**Supplied entries:**
---+---
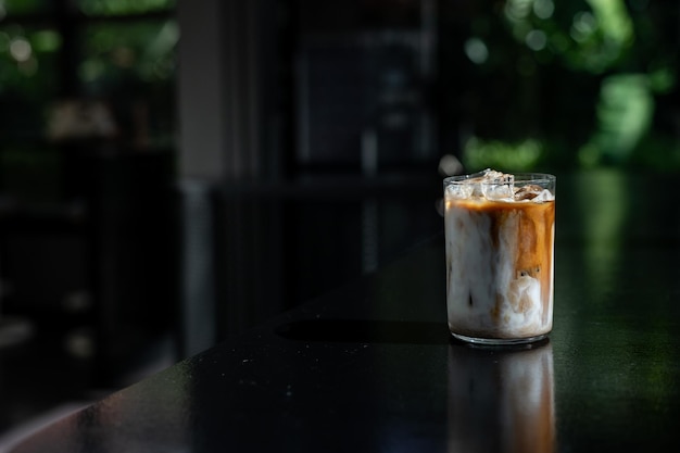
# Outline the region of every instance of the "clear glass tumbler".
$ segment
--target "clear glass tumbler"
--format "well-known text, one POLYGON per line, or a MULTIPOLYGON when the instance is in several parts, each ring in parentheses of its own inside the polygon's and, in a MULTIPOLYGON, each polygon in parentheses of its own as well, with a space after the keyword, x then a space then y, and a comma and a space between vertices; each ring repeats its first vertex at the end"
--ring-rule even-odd
POLYGON ((445 178, 446 307, 464 341, 538 341, 553 327, 555 176, 445 178))

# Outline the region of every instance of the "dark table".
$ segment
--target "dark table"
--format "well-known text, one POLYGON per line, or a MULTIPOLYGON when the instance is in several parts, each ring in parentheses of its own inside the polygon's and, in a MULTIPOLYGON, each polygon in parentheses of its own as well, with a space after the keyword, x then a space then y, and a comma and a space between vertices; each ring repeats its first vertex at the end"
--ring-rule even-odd
POLYGON ((549 342, 450 340, 437 236, 14 452, 678 451, 672 177, 558 178, 549 342))

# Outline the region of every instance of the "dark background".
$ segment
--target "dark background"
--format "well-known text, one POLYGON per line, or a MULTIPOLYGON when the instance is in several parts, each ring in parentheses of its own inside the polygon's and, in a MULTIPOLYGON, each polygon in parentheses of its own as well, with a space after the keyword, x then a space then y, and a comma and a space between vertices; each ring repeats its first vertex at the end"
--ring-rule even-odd
POLYGON ((680 7, 610 4, 5 1, 0 431, 379 268, 445 175, 677 173, 680 7))

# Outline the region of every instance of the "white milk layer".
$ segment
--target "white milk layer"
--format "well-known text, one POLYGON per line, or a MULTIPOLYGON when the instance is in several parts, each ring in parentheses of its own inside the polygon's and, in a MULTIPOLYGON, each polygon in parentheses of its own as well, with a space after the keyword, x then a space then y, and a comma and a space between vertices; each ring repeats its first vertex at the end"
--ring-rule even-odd
MULTIPOLYGON (((467 209, 446 201, 446 291, 449 326, 454 334, 480 338, 526 338, 550 332, 553 306, 553 253, 549 263, 517 268, 521 210, 467 209), (547 285, 549 288, 542 288, 547 285), (546 300, 545 300, 546 299, 546 300)), ((541 227, 538 227, 541 229, 541 227)), ((552 248, 554 224, 550 228, 552 248)), ((533 231, 533 235, 546 235, 533 231)), ((544 260, 547 261, 547 260, 544 260)))

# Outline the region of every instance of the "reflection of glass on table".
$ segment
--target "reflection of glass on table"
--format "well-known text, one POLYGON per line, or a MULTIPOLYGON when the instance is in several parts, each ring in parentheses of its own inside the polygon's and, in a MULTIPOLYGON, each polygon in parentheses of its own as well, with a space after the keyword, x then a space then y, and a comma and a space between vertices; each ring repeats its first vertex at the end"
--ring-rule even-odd
POLYGON ((452 344, 449 351, 450 452, 554 451, 553 351, 452 344))

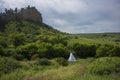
---+---
**What is needed:** Update the entries above by replacing every "even-odd" with "nonzero" and keeping everything else the same. Leave the pictures out of your answer.

**Exercise answer:**
# Outline the region of every instance of the "clear glass tumbler".
$ segment
--target "clear glass tumbler"
--format "well-known text, one POLYGON per line, or a MULTIPOLYGON when the instance is in several parts, each ring in parentheses of its own inside the polygon's and, in a MULTIPOLYGON, each polygon in parentheses of its own as well, with a space after the keyword, x then a space then y, and a comma and a space between vertices; each ring repeats its first vertex at the end"
--ring-rule nonzero
POLYGON ((445 178, 446 307, 464 341, 538 341, 553 327, 555 176, 445 178))

# Outline the region of every instance of the "dark table".
$ segment
--target "dark table"
--format "well-known text, one POLYGON per line, or a MULTIPOLYGON when the instance is in several parts, each ring in parentheses of its own inside the polygon's and, in a MULTIPOLYGON, each polygon in parentheses of its own as well, with a space after the keyword, x then a space then y, and a comma and a space between vertices; each ring repeats its first vertex at the end"
--ring-rule nonzero
POLYGON ((549 342, 450 340, 437 236, 14 452, 678 451, 672 177, 558 178, 549 342))

# Outline the region of every instance of the "dark background".
$ segment
--target "dark background"
--format "well-known text, one POLYGON per line, or a MULTIPOLYGON when the instance is in several parts, each ring in parentheses of its own inside the polygon's and, in a MULTIPOLYGON, each polygon in parentheses of its own as well, with a space after the keyword, x then a space then y, and a comma and a space between vertices; each ring repeats its first vertex at the end"
--ring-rule nonzero
POLYGON ((680 7, 610 4, 5 1, 0 431, 379 268, 445 175, 677 173, 680 7))

# Outline the region of every instance of the "white milk layer".
$ segment
--target "white milk layer"
--format "well-known text, one POLYGON per line, or a MULTIPOLYGON when the instance is in several parts, each ring in parentheses of its own inside the polygon's and, in a MULTIPOLYGON, each polygon in parentheses of its own as well, with a space after the keyword, x then a space then y, and a comma and a space between vertices; each ring repeats its first vertex at the end"
--ring-rule nonzero
MULTIPOLYGON (((467 209, 446 201, 446 291, 449 326, 454 334, 480 338, 526 338, 550 332, 553 306, 553 253, 549 263, 517 268, 521 210, 467 209), (547 285, 549 288, 542 288, 547 285), (546 300, 545 300, 546 299, 546 300)), ((541 227, 538 227, 541 229, 541 227)), ((552 248, 554 224, 550 228, 552 248)), ((533 231, 533 235, 546 235, 533 231)), ((544 260, 547 261, 547 260, 544 260)))

# Outline the region of every instance of the "reflection of glass on table".
$ segment
--target "reflection of glass on table"
--format "well-known text, one POLYGON per line, or a MULTIPOLYGON when the instance is in several parts, each ring in parentheses of its own inside the polygon's and, in a MULTIPOLYGON, each polygon in parentheses of its own as well, with a space after the keyword, x then a space then y, and a comma and a space between vertices; each ring repeats its first vertex at the end"
--ring-rule nonzero
POLYGON ((452 344, 449 351, 450 452, 554 451, 553 351, 452 344))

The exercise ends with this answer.